• Data to process
— Start —

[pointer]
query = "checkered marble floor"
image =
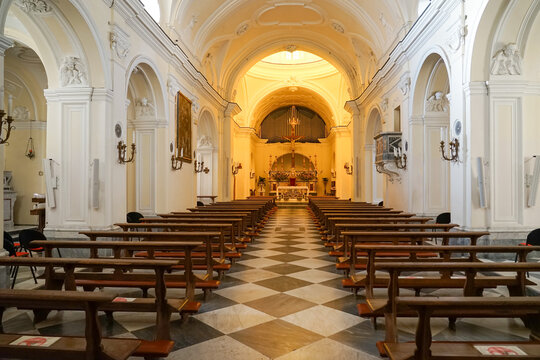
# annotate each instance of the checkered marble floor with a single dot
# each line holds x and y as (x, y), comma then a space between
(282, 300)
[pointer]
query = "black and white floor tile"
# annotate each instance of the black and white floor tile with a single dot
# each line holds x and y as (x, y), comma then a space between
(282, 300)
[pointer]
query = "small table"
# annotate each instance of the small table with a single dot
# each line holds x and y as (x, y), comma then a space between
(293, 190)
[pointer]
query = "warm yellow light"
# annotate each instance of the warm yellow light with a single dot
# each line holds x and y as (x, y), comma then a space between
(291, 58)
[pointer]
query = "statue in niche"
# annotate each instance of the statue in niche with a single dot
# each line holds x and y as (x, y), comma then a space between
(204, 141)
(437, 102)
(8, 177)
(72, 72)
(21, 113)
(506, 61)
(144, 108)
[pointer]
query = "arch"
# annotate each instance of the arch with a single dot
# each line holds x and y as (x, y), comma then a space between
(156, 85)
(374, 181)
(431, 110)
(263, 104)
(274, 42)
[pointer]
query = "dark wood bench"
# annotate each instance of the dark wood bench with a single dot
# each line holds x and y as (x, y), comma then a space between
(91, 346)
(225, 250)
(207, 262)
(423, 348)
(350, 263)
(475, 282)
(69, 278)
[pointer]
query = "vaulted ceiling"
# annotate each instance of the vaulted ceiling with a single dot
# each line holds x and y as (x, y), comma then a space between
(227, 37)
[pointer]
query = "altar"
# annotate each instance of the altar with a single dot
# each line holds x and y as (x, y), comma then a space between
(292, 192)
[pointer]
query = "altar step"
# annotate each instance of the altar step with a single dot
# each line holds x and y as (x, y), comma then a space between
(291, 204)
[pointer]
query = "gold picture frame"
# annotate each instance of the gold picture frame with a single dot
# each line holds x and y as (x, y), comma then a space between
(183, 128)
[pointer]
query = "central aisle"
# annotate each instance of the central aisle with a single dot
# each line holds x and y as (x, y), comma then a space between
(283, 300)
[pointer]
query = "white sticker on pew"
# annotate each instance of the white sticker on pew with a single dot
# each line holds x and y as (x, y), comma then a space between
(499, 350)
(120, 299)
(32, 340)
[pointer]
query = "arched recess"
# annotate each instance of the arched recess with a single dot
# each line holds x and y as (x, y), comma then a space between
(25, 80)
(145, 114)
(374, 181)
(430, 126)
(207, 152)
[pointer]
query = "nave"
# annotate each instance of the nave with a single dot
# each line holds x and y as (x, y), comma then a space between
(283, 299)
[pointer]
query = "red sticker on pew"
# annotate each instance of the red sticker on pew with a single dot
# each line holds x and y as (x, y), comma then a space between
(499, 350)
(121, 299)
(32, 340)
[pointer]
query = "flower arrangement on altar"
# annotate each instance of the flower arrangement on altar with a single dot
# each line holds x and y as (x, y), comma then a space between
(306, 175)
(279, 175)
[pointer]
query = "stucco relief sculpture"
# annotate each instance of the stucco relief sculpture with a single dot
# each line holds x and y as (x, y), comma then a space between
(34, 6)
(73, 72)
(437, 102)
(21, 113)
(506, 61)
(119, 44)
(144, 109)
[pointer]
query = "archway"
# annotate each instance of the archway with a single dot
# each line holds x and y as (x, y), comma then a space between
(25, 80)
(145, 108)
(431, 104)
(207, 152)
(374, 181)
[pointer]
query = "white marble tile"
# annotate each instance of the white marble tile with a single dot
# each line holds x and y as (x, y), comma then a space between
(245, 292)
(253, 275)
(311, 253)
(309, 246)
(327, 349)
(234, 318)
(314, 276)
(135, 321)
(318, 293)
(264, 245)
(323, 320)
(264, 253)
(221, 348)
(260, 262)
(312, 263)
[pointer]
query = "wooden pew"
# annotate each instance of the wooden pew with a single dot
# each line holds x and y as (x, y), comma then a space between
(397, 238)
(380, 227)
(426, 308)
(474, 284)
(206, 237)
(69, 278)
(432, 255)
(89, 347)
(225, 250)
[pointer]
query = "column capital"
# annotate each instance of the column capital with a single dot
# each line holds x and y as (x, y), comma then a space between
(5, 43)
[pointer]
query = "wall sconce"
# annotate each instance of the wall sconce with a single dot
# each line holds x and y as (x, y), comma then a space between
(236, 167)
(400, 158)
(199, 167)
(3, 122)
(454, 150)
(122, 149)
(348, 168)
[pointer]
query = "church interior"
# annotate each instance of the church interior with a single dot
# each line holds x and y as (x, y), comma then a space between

— End —

• Stated goal
Copy everything in the records above except the pictures, exactly as written.

• Response to the exercise
[pointer]
query = "checkered marble floor"
image =
# annotate each instance of the checkered marble floor with a single dot
# each line holds x and y as (x, y), comma then a space between
(282, 300)
[pointer]
query = "black and white floor tile"
# annotate each instance of the black and white floor tile with a single dot
# each line holds x and y as (x, y), comma then a space between
(282, 300)
[pointer]
query = "small table"
# annotate each instance of the small table with a single dot
# each line holds x and y as (x, y), comma then a space between
(293, 190)
[pointer]
query = "warm yellow light"
# annotate each instance of the warm yellow light with a single dot
# each line holds x and y as (x, y), comma then a space between
(291, 58)
[pointer]
query = "statue in niche"
# annotate each instance of the statue in niche with a single dot
# each line holds x and y as (x, y), comma then a space between
(204, 141)
(437, 102)
(8, 177)
(72, 72)
(21, 113)
(506, 61)
(144, 108)
[pointer]
query = "arch"
# annotate each instance of the arch with a single dot
# each line holds x and y as (x, y), comma then a space between
(156, 85)
(374, 181)
(431, 110)
(263, 104)
(274, 42)
[pointer]
query = "dark wood bench"
# annotate each instance of the dark wood bench with a single dot
# each line holds x and y as (x, y), comma then a space between
(91, 346)
(225, 250)
(207, 262)
(423, 348)
(350, 263)
(475, 282)
(69, 278)
[pointer]
query = "vaulted ceiling"
# annotate each instance of the vaulted ceiling with a single dot
# each line holds x and y as (x, y), comma then a space between
(227, 37)
[pointer]
query = "altar"
# annotate each instance of the altar with a single dot
# each line holds x and y as (x, y), comma then a space between
(292, 192)
[pointer]
query = "altar step"
# annotate each instance of the altar step with a single dot
# each line holds x and y as (x, y), comma then a space between
(291, 204)
[pointer]
query = "gold picture frame"
# annotate each instance of the gold picture frame with a single dot
# each line holds x and y as (x, y), comma then a space between
(183, 128)
[pointer]
query = "central aisle"
# annotate each instance of the central aisle with a single dot
# each line holds x and y as (x, y), comma then a space between
(283, 300)
[pointer]
query = "white sticker on pew"
# annotate each instance of the white sticker on pew with a single dot
# each line holds x and y as (x, y), comma then a space between
(499, 350)
(120, 299)
(32, 340)
[pointer]
query = "arched recess"
# annotate each instance of the arched recess with a single dot
# each line holds x and y as (x, y), comma then a space between
(25, 80)
(145, 114)
(374, 181)
(430, 126)
(207, 152)
[pointer]
query = "nave"
# annotate each instance of the nave with a single dot
# each line holds x and y as (x, y), comma then a space between
(283, 299)
[pointer]
query = "red sticker on pew"
# annotate each instance of the red sticker on pew with a single dot
# each line holds x and y as (x, y), comma then a space between
(499, 350)
(121, 299)
(32, 340)
[pointer]
query = "flower arrangement on altar"
# annotate each instance of the flower arrangement on altar with a single dot
# each line holds x and y as (x, y), comma then a space between
(306, 175)
(279, 175)
[pointer]
query = "stucco relief sculpture"
# annotate each instance of the stucco relief sculpture with a single dot
# each line holds x and y as (x, y), comma then a space between
(34, 6)
(73, 72)
(437, 102)
(21, 113)
(506, 61)
(119, 44)
(144, 109)
[pointer]
query = "archway"
# annotate each instance of the archway with a single dot
# each line holds x and y as (x, y), comma then a space between
(25, 80)
(145, 108)
(431, 104)
(207, 152)
(374, 181)
[pointer]
query = "white marble tile"
# annotate each instance of the white marble tile with a single dot
# each line holds x and y as (x, y), comma then a space between
(245, 292)
(253, 275)
(311, 253)
(309, 246)
(327, 349)
(234, 318)
(314, 276)
(135, 321)
(318, 293)
(264, 245)
(323, 320)
(264, 253)
(221, 348)
(260, 262)
(312, 263)
[pointer]
query = "wooden pew"
# annotate each instance of the wooden pew with a single dot
# each line holds x and y as (x, y), comma then a space between
(397, 238)
(380, 227)
(426, 308)
(474, 284)
(206, 237)
(69, 278)
(432, 255)
(89, 347)
(225, 250)
[pointer]
query = "column capital"
# annotate each instance of the column capital with a single dot
# each line holds x and y as (x, y), comma then a space between
(5, 43)
[pointer]
query = "wall sconce"
# annotate each instance of the wall sconce with a single dot
# each line holds x and y as (x, y), comma then a space between
(236, 167)
(400, 158)
(199, 167)
(3, 122)
(454, 150)
(122, 149)
(348, 168)
[pointer]
query = "church interior"
# annotate each instance of the church interior with a single dot
# each line holds x and y as (x, y), comma then a space between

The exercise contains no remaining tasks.